### Material for this exercise ###

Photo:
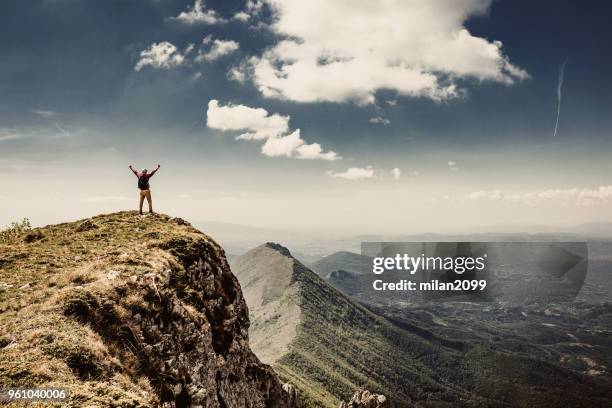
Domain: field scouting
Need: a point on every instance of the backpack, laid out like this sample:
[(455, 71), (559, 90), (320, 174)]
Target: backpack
[(143, 182)]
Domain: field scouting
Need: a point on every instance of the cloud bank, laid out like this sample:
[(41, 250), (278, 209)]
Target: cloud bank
[(198, 14), (347, 50), (218, 49), (162, 55), (354, 173), (258, 124), (584, 197)]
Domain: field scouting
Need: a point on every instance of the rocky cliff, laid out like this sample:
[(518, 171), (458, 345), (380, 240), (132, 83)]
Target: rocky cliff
[(129, 311)]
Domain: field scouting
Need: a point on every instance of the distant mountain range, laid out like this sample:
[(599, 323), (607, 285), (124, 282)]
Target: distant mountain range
[(310, 247), (463, 354)]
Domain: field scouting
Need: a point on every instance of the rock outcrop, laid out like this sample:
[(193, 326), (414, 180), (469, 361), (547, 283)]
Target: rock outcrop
[(131, 312), (365, 399)]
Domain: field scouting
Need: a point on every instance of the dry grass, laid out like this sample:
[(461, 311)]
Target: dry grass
[(51, 277)]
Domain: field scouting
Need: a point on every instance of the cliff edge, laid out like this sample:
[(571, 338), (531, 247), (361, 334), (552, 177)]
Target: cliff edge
[(129, 311)]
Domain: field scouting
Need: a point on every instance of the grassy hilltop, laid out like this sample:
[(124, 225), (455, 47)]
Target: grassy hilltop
[(127, 311)]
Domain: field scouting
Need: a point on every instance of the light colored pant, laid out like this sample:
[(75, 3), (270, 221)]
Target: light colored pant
[(146, 194)]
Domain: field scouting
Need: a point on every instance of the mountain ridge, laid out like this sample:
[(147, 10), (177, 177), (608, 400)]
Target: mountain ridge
[(129, 311)]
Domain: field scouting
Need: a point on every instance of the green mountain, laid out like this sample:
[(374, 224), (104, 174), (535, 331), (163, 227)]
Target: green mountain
[(329, 345)]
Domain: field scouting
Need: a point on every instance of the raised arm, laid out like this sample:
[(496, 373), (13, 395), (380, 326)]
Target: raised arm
[(154, 171)]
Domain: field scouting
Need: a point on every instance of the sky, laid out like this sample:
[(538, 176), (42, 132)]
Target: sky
[(360, 116)]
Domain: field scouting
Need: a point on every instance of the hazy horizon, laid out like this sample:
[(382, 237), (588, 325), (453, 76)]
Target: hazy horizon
[(447, 126)]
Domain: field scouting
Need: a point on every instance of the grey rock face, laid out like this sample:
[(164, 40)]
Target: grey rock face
[(365, 399)]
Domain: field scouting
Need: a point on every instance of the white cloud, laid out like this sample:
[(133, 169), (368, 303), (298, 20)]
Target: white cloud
[(294, 146), (380, 121), (162, 55), (198, 14), (10, 134), (44, 113), (218, 49), (573, 196), (354, 173), (253, 7), (260, 125), (242, 16), (349, 49), (396, 173)]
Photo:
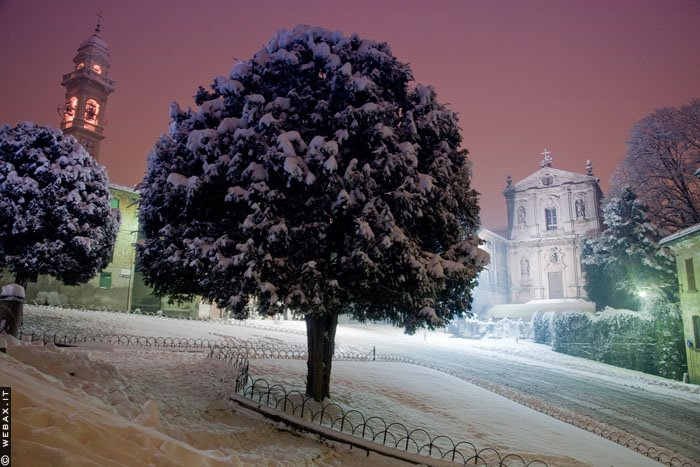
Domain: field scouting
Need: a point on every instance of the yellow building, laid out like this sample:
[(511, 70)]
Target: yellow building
[(685, 245), (119, 286)]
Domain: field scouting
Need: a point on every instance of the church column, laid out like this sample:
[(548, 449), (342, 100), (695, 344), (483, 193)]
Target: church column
[(572, 221)]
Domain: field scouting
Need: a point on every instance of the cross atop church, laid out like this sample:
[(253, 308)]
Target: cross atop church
[(98, 28), (547, 161)]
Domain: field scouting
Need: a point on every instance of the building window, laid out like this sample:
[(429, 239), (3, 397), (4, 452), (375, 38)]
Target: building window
[(690, 275), (550, 216), (92, 109), (105, 280)]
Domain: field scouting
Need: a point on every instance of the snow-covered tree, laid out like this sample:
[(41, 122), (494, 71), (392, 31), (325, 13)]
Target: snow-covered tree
[(663, 153), (318, 178), (625, 259), (55, 216)]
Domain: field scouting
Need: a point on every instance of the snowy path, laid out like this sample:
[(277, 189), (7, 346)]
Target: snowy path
[(515, 368), (654, 409)]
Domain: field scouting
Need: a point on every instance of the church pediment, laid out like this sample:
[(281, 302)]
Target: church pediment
[(548, 177)]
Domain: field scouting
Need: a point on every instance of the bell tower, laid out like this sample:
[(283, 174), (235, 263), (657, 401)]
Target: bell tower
[(87, 88)]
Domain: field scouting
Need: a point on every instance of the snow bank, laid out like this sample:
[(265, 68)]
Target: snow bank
[(53, 426)]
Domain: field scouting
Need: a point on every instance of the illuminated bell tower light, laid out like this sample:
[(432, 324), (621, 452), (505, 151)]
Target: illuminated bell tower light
[(87, 88)]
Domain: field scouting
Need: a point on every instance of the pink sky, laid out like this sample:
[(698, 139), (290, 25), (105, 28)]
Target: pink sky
[(569, 76)]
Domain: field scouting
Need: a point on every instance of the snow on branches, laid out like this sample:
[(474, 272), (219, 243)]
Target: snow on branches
[(55, 216), (321, 178)]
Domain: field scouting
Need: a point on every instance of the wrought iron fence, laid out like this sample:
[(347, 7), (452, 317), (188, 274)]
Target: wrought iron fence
[(241, 349), (375, 429)]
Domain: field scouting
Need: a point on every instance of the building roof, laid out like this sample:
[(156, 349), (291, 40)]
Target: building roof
[(680, 235)]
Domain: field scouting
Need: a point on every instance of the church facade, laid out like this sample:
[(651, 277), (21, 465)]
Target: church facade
[(538, 254)]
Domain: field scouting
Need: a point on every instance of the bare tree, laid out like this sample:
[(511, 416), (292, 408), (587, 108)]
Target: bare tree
[(663, 154)]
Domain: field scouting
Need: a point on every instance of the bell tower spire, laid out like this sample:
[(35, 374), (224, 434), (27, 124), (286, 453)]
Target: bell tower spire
[(87, 88)]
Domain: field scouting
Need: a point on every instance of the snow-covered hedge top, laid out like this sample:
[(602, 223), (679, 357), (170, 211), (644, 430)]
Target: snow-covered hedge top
[(317, 176)]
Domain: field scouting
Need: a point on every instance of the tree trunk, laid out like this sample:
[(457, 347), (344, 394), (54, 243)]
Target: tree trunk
[(21, 279), (320, 335)]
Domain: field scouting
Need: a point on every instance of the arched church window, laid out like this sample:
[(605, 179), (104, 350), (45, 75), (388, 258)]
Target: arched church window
[(524, 267), (550, 217), (92, 110), (69, 109)]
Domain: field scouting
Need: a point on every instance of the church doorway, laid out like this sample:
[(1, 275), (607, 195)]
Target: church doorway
[(556, 284)]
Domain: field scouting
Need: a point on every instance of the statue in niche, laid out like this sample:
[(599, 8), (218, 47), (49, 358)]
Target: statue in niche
[(522, 215), (555, 257), (524, 267)]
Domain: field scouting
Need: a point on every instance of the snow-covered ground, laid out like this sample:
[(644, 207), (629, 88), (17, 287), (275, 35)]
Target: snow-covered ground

###

How many lines in the material above contain the string "spire"? Reply with the number alone.

The completed task: 2